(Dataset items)
## BEGIN
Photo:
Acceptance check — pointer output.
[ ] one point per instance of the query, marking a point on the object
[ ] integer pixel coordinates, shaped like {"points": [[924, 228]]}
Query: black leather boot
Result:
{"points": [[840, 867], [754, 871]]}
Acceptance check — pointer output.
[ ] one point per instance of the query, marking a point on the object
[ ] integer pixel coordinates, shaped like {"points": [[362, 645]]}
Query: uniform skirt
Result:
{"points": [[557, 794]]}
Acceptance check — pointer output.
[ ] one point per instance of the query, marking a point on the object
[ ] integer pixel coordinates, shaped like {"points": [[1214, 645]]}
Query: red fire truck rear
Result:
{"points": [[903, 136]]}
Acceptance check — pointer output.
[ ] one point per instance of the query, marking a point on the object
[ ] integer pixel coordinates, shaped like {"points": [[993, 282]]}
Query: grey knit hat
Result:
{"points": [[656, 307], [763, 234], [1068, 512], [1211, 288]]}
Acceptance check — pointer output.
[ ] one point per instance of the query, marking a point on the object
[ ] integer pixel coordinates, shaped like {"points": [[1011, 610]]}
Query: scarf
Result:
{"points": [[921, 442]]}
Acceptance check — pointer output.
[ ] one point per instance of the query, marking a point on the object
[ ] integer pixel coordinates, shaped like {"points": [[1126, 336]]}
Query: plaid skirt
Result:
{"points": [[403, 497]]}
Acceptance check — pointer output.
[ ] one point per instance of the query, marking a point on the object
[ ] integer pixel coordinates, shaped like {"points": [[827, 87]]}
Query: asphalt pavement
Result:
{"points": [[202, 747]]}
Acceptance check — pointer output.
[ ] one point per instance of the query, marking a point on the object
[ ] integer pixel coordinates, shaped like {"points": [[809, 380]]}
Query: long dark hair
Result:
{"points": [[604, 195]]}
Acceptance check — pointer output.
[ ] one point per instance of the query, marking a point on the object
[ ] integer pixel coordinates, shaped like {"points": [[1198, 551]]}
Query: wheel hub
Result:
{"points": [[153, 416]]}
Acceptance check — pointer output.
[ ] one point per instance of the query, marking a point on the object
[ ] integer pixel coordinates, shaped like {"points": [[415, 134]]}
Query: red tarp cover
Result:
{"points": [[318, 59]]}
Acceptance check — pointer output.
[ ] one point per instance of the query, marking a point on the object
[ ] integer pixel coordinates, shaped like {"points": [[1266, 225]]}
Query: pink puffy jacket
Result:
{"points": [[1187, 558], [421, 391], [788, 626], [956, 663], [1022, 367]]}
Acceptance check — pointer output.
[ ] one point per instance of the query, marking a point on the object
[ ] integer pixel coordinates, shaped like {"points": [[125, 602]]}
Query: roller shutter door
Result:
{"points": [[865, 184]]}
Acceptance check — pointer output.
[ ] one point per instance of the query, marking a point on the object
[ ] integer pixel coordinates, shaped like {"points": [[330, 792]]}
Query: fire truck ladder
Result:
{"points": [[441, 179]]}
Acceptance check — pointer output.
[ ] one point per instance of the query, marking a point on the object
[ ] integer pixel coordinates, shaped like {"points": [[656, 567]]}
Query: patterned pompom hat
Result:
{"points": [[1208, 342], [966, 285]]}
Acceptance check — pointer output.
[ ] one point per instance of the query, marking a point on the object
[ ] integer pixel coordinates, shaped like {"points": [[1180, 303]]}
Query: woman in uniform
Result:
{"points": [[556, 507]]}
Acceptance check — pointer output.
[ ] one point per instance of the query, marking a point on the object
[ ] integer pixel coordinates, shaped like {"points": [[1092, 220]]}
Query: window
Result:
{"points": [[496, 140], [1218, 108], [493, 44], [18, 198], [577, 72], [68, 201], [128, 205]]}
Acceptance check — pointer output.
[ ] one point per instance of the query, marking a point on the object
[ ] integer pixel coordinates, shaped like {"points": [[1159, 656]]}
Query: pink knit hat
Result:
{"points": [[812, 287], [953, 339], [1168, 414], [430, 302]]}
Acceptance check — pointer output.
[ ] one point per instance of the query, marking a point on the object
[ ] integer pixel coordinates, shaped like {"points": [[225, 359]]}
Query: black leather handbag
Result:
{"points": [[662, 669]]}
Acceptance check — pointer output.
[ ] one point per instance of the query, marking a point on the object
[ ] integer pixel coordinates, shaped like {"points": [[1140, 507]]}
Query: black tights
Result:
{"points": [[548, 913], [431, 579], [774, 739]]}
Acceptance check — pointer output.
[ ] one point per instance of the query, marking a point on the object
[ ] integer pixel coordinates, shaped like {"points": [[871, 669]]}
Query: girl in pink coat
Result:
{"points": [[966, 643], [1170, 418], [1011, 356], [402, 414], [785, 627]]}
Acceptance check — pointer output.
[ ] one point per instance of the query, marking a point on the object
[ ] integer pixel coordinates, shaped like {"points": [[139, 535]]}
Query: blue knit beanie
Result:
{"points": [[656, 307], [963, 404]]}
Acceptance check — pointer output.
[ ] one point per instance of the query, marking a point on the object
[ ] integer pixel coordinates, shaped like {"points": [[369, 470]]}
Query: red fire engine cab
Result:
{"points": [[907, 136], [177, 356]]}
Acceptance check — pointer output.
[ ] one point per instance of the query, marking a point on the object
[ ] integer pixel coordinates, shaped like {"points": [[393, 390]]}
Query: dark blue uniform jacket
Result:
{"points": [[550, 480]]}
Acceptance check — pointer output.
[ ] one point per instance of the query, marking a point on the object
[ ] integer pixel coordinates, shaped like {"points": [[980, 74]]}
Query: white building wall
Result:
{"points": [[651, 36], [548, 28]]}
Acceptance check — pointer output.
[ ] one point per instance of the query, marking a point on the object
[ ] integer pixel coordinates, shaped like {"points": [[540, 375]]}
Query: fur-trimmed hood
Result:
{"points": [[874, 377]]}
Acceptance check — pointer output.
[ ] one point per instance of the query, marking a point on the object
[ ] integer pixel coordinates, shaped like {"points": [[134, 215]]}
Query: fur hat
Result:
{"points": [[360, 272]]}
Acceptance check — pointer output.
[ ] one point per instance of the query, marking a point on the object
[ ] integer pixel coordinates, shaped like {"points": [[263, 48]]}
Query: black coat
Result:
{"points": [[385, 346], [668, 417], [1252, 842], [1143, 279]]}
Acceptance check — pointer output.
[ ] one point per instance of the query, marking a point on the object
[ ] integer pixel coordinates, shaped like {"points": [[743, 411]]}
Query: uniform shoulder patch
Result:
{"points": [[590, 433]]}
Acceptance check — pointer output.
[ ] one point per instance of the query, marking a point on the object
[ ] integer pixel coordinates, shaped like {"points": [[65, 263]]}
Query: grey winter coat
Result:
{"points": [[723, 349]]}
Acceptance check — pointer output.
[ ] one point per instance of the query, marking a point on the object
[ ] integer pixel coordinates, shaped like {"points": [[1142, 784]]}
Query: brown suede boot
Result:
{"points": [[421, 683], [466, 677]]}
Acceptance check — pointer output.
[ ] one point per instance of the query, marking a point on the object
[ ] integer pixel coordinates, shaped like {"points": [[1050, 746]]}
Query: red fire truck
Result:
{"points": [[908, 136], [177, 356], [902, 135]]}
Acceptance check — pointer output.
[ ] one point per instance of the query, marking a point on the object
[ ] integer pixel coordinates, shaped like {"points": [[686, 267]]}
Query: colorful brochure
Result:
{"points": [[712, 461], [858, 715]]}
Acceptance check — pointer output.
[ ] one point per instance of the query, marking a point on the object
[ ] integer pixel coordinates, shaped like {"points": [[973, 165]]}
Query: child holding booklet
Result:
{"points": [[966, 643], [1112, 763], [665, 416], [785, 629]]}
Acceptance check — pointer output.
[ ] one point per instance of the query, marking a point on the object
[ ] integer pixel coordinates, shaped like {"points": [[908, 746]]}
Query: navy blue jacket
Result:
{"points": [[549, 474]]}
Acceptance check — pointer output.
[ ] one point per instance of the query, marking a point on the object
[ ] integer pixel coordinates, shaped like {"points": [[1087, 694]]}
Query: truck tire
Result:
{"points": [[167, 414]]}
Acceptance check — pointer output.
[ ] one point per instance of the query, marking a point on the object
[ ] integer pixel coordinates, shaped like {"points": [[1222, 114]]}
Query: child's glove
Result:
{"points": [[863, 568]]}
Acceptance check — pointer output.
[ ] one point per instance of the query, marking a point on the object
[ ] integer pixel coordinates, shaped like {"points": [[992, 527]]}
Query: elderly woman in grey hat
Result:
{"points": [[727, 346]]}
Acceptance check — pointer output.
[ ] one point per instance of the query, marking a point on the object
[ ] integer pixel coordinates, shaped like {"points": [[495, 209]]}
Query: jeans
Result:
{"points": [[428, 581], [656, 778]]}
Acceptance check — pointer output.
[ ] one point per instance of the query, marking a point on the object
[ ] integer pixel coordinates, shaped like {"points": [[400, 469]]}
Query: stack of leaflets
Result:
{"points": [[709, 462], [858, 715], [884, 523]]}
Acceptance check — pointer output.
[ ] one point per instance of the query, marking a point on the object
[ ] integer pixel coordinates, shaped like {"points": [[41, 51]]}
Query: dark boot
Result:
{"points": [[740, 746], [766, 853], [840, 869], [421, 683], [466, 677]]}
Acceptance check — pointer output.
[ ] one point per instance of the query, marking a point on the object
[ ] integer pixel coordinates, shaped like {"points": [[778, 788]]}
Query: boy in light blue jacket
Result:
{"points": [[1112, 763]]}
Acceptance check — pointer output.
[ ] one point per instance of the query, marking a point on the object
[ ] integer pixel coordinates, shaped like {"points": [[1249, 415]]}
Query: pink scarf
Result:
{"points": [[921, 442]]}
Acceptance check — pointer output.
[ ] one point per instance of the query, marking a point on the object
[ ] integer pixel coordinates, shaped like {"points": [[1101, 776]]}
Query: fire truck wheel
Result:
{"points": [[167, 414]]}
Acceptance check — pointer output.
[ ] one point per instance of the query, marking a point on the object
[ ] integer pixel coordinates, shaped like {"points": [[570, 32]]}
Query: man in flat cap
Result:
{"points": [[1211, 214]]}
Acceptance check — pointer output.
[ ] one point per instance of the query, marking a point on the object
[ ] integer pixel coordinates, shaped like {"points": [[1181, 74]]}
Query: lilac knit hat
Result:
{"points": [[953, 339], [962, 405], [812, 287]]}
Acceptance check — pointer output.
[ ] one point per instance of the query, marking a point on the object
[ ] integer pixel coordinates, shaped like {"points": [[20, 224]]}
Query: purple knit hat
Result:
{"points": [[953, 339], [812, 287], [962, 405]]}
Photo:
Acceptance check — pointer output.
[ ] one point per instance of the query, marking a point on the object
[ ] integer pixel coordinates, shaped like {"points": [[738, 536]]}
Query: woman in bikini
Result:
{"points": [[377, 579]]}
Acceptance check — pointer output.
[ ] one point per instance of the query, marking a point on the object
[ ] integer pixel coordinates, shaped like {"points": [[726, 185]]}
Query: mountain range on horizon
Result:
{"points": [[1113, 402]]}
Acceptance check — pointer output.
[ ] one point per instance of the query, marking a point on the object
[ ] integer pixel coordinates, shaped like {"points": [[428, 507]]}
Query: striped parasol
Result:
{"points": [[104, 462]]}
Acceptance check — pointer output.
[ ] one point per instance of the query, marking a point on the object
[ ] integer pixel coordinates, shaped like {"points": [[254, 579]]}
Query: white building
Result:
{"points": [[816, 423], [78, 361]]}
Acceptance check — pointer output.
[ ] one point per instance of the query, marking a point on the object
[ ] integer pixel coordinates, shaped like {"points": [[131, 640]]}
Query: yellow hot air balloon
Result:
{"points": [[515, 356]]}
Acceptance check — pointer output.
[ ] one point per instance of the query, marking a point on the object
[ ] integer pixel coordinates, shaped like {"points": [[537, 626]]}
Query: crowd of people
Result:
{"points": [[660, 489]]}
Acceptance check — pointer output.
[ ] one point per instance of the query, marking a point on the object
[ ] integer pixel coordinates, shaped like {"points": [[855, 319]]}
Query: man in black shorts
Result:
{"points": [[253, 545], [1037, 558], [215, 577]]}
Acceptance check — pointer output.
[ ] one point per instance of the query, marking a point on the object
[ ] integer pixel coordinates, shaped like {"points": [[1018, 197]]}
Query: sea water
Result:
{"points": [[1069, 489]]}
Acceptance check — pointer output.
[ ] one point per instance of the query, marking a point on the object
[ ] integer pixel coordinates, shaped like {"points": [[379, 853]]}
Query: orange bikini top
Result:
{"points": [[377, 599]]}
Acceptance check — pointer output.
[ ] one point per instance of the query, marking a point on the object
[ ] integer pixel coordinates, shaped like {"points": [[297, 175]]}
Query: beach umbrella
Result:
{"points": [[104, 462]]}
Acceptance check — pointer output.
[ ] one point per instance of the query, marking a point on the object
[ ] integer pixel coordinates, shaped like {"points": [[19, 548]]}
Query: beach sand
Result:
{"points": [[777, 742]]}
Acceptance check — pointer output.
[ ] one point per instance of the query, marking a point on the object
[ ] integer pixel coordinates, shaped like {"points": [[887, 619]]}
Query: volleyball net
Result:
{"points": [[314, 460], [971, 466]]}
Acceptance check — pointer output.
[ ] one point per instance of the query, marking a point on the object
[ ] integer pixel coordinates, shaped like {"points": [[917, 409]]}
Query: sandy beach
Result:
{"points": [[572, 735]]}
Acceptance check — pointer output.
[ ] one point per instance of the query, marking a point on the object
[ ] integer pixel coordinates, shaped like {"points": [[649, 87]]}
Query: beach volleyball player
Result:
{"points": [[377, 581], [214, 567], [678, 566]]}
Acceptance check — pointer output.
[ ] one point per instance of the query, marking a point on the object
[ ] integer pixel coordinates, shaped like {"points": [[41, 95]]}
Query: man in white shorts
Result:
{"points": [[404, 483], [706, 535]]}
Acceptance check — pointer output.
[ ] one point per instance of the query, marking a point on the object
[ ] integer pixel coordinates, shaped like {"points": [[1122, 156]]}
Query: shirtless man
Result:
## END
TASK TO COMPLETE -> Can you gather every line in the rows above that contains the string "jacket"? Matching is case-sensitive.

SOLUTION BELOW ->
Query: pink puffy jacket
Query: dark blue uniform jacket
Query: navy blue jacket
Query: boy in light blue jacket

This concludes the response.